Problem to solve
Below are some records. Print all of them exactly as they appear.

Excerpted data

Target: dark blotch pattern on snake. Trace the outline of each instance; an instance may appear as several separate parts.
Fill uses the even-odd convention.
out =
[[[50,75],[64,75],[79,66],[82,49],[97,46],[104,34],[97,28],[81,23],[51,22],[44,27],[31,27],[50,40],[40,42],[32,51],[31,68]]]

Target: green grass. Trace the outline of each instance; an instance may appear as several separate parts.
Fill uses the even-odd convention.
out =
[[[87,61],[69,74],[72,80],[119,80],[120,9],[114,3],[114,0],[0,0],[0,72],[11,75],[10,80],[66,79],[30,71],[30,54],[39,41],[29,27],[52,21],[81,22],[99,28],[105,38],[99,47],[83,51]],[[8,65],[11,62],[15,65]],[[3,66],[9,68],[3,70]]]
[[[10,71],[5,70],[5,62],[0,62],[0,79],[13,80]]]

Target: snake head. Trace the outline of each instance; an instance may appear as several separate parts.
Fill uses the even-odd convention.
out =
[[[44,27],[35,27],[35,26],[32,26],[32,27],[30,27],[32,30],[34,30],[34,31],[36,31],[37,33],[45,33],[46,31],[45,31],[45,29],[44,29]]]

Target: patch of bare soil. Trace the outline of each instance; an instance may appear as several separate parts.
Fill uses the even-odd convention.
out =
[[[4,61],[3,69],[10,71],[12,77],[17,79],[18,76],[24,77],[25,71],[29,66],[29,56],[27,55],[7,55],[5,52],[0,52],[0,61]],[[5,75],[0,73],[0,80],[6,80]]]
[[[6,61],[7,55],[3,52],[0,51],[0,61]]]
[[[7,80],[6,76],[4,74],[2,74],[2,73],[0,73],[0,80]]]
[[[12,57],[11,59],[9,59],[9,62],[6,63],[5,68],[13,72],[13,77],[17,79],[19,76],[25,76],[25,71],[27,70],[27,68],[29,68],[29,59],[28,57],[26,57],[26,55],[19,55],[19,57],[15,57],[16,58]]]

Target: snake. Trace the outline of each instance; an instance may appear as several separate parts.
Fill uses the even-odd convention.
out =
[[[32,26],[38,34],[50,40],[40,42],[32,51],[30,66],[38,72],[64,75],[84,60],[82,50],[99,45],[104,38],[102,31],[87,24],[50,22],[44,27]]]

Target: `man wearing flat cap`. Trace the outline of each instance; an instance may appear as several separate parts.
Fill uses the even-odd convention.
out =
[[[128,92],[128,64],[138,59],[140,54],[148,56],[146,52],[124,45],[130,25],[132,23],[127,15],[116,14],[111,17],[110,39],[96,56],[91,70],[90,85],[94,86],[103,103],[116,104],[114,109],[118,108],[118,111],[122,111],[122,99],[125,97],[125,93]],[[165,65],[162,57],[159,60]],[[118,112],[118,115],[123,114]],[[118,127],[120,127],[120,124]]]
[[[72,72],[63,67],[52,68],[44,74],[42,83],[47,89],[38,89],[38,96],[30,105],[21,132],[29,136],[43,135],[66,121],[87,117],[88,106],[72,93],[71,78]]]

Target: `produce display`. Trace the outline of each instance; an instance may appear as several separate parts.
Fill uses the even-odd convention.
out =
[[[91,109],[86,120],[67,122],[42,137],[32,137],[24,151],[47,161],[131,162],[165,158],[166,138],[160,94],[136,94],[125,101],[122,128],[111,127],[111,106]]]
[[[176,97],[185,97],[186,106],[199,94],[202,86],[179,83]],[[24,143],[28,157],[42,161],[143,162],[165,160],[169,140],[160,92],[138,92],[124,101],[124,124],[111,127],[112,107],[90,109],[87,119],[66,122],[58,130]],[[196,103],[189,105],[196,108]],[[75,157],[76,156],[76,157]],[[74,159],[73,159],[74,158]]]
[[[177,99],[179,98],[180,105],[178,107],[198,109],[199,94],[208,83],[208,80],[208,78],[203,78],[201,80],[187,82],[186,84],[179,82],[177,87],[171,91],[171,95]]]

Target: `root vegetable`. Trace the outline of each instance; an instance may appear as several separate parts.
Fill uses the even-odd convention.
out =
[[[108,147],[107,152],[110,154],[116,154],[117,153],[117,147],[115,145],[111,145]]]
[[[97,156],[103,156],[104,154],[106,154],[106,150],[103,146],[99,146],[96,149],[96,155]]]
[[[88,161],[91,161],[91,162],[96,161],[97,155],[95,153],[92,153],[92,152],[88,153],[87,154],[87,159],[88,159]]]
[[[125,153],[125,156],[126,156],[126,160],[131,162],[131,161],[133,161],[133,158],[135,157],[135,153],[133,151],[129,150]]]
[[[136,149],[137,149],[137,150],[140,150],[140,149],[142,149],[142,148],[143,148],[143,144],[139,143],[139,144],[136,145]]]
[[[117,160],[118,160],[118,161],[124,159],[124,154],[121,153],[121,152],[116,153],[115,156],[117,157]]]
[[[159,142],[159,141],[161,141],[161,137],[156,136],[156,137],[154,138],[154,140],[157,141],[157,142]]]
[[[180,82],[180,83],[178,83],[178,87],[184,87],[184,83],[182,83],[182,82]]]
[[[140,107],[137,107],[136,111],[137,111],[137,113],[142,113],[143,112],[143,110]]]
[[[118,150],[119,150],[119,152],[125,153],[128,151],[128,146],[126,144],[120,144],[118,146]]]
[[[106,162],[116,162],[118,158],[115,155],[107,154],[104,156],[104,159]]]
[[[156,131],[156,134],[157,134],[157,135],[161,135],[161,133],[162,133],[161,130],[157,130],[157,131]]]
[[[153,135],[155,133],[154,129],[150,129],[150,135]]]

Solution
Target: dark blotch pattern on snake. Trace the outline of each instance; an instance may appear as several separate parts.
Fill uses the even-odd convention.
out =
[[[50,75],[64,75],[79,66],[82,49],[97,46],[104,34],[97,28],[81,23],[51,22],[44,27],[31,27],[50,40],[40,42],[32,51],[31,68]]]

Target: green grass. Trace the outline of each instance; an instance may appear as several separate parts.
Fill uses the even-odd convention.
out =
[[[87,61],[69,74],[72,80],[119,80],[120,9],[114,3],[114,0],[0,0],[0,72],[11,75],[10,80],[66,79],[30,71],[30,54],[39,41],[29,27],[52,21],[81,22],[99,28],[105,38],[99,47],[83,51]],[[8,65],[11,62],[15,65]],[[3,66],[9,68],[3,70]]]
[[[10,71],[5,70],[5,62],[0,62],[0,79],[13,80]]]

Target: snake head. Trace the outline of each instance; an instance may appear as several separate parts.
Fill uses the even-odd convention.
out =
[[[44,27],[35,27],[35,26],[32,26],[32,27],[30,27],[32,30],[34,30],[34,31],[36,31],[37,33],[45,33],[46,31],[45,31],[45,29],[44,29]]]

Target: patch of bare soil. Trace the outline of each instance; an instance may appear as several separate parts.
Fill uses the even-odd convention.
out =
[[[4,61],[3,69],[10,71],[12,77],[17,79],[18,76],[24,77],[25,71],[29,66],[29,56],[27,55],[7,55],[5,52],[0,52],[0,61]],[[5,75],[0,73],[0,80],[6,80]]]
[[[6,61],[7,55],[3,52],[0,51],[0,61]]]
[[[7,80],[6,76],[4,74],[2,74],[2,73],[0,73],[0,80]]]
[[[12,57],[11,59],[9,59],[9,62],[6,63],[5,68],[13,72],[13,77],[17,79],[19,76],[25,76],[25,71],[27,70],[27,68],[29,68],[29,59],[28,57],[26,57],[26,55],[19,55],[19,57],[15,57],[16,58]]]

Target: snake. Trace the outline of each instance; an instance may appear as several separate parts.
Fill uses the even-odd convention.
out =
[[[32,26],[38,34],[50,40],[40,42],[32,51],[30,66],[38,72],[64,75],[84,60],[82,50],[99,45],[104,38],[102,31],[87,24],[50,22],[44,27]]]

Target: `man wearing flat cap`. Trace the outline of each instance; an instance may appear as several separate parts.
Fill uses the even-odd convention.
out =
[[[128,92],[128,64],[138,59],[140,54],[148,56],[146,52],[124,45],[130,25],[132,23],[127,15],[116,14],[111,17],[110,39],[96,56],[91,70],[90,85],[94,86],[103,103],[116,104],[114,109],[118,108],[118,111],[122,111],[122,99],[125,97],[125,93]],[[165,65],[162,57],[159,60]],[[118,112],[118,115],[123,114]],[[118,127],[120,127],[120,124]]]
[[[72,72],[63,67],[52,68],[44,74],[42,83],[47,89],[38,89],[38,96],[30,105],[21,132],[29,136],[43,135],[66,121],[87,117],[88,106],[72,93],[71,78]]]

Target: `produce display`. Trace the outline of each instance; an instance may appear as several separate parts.
Fill uses the even-odd convention.
out =
[[[91,109],[86,120],[67,122],[42,137],[32,137],[24,151],[47,161],[131,162],[165,158],[166,138],[160,94],[136,94],[125,101],[122,128],[111,127],[111,106]]]
[[[176,97],[185,97],[186,106],[199,94],[202,86],[179,83]],[[24,143],[28,157],[42,161],[143,162],[165,160],[169,140],[160,92],[138,92],[124,101],[124,124],[111,127],[112,107],[90,109],[87,119],[66,122],[58,130]],[[196,103],[189,105],[196,108]],[[75,157],[76,156],[76,157]],[[74,159],[73,159],[74,158]]]
[[[177,99],[179,98],[180,105],[178,107],[198,109],[199,94],[208,83],[208,80],[208,78],[203,78],[201,80],[187,82],[186,84],[179,82],[177,87],[171,91],[171,95]]]

Target: `root vegetable`. Trace the outline of each instance; an instance may appear as several separate parts.
Fill uses the even-odd convention.
out =
[[[108,147],[107,152],[110,154],[116,154],[117,153],[117,147],[115,145],[111,145]]]
[[[97,156],[103,156],[104,154],[106,154],[106,150],[103,146],[99,146],[96,149],[96,155]]]
[[[88,161],[91,161],[91,162],[96,161],[97,155],[95,153],[92,153],[92,152],[88,153],[87,154],[87,159],[88,159]]]
[[[125,153],[125,156],[126,156],[126,160],[131,162],[131,161],[133,161],[133,158],[135,157],[135,153],[133,151],[129,150]]]
[[[136,149],[137,149],[137,150],[140,150],[140,149],[142,149],[142,148],[143,148],[143,144],[139,143],[139,144],[136,145]]]
[[[117,160],[118,160],[118,161],[124,159],[124,154],[121,153],[121,152],[116,153],[115,156],[117,157]]]
[[[159,142],[159,141],[161,141],[161,137],[156,136],[156,137],[154,138],[154,140],[157,141],[157,142]]]
[[[180,82],[180,83],[178,83],[178,87],[184,87],[184,83],[182,83],[182,82]]]
[[[140,107],[137,107],[136,111],[137,111],[137,113],[142,113],[143,112],[143,110]]]
[[[118,150],[119,150],[119,152],[125,153],[128,151],[128,146],[126,144],[120,144],[118,146]]]
[[[106,162],[116,162],[118,158],[115,155],[107,154],[104,156],[104,159]]]
[[[156,131],[156,134],[157,134],[157,135],[161,135],[161,133],[162,133],[161,130],[157,130],[157,131]]]
[[[153,135],[155,133],[154,129],[150,129],[150,135]]]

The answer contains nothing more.